> _Records from a dataset_:
= = = = = = =

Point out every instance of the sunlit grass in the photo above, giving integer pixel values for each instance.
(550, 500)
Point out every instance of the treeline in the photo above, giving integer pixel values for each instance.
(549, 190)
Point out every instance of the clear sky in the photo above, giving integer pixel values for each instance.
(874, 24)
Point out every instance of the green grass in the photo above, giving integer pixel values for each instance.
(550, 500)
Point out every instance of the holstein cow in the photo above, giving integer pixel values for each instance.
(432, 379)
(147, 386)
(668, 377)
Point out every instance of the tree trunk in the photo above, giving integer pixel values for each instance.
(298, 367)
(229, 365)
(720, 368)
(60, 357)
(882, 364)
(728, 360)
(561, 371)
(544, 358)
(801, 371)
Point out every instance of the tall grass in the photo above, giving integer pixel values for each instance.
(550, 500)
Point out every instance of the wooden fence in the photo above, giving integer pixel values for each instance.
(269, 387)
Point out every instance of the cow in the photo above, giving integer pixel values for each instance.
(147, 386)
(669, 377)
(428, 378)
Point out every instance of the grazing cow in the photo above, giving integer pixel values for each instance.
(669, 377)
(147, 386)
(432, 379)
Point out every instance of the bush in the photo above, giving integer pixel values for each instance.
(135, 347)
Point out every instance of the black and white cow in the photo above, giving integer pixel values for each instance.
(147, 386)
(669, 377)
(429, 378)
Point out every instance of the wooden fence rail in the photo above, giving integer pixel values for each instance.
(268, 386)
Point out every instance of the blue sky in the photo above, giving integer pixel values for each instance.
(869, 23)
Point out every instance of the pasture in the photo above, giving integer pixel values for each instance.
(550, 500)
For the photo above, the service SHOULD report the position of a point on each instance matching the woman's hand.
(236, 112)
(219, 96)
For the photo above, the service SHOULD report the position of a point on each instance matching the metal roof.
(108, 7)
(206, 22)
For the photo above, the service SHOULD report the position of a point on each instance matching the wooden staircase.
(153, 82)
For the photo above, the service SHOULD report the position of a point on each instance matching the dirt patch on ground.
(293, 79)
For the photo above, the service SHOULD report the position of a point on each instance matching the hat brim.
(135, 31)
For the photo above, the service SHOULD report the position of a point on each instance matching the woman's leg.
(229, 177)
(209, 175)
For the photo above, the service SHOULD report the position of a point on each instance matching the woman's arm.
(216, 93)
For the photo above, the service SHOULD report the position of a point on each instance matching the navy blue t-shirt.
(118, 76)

= = = = = = =

> _TASK OBJECTIVE_:
What is needed is a word-for-word copy of all the entries.

> _ANSWER TO THE PROBLEM_:
Point out every instance of the sunlit grass in the photo above, giving integer pixel values for each instance.
(550, 500)
Point out every instance of the treeline in the photo above, giving integer pixel values for each instance.
(549, 190)
Point out every instance of the clear sky in the photo above, giving integer pixel values for each instance.
(874, 24)
Point out every instance of the green grass in the photo above, giving integer pixel values for each instance.
(550, 500)
Point out every instance of the holstein cow in the photo above, giving integer pixel values for each instance.
(432, 379)
(147, 386)
(668, 377)
Point out every instance of the tree trunk in the photo above, giving integer pixel values for each instance.
(298, 367)
(229, 365)
(720, 368)
(60, 357)
(882, 364)
(728, 360)
(561, 371)
(544, 358)
(801, 371)
Point out every instance of the tall grass in the photo above, giving integer pixel values for each instance.
(550, 500)
Point out every instance of the wooden fence in the photo above, giving integer pixel values for each instance.
(269, 387)
Point out every instance of the cow in the photo above, giving integer pixel values for each instance.
(147, 386)
(669, 377)
(428, 378)
Point out every instance of the grazing cow in the photo above, giving integer pixel values for each instance.
(669, 377)
(147, 386)
(432, 379)
Point out every instance of the bush in the photo above, giving integer pixel values for each instance.
(135, 347)
Point out every instance of the black and white cow in the photo above, giving integer pixel values for each instance.
(147, 386)
(669, 377)
(429, 378)
Point out every instance of the wooden fence rail in the photo above, giving integer pixel values for each instance.
(268, 386)
Point out every instance of the blue sky in the photo above, giving integer pixel values for each instance.
(869, 23)
Point out every instance of the pasture in the photo above, giving integer pixel values for each instance.
(550, 500)
For the photo above, the service SHOULD report the position of a point on each instance matching the woman's hand.
(236, 112)
(219, 96)
For the photo above, the service SHOULD report the position of a point on each instance matching the metal roof.
(108, 7)
(206, 22)
For the photo above, the service SHOULD report the position of a point on each instance matching the wooden staircase.
(153, 82)
For the photo above, the service SHOULD report the position of a point on each instance matching the dirt patch on ground.
(293, 79)
For the photo above, the service SHOULD report the position of a point on each instance matching the hat brim.
(135, 31)
For the photo above, the service SHOULD report the position of a point on each instance matching the woman's leg.
(229, 177)
(209, 175)
For the photo above, the service SHOULD report the position of a point on each instance matching the woman's arm.
(216, 93)
For the photo above, the service SHOULD report the position of a point on each instance matching the navy blue t-shirt.
(118, 76)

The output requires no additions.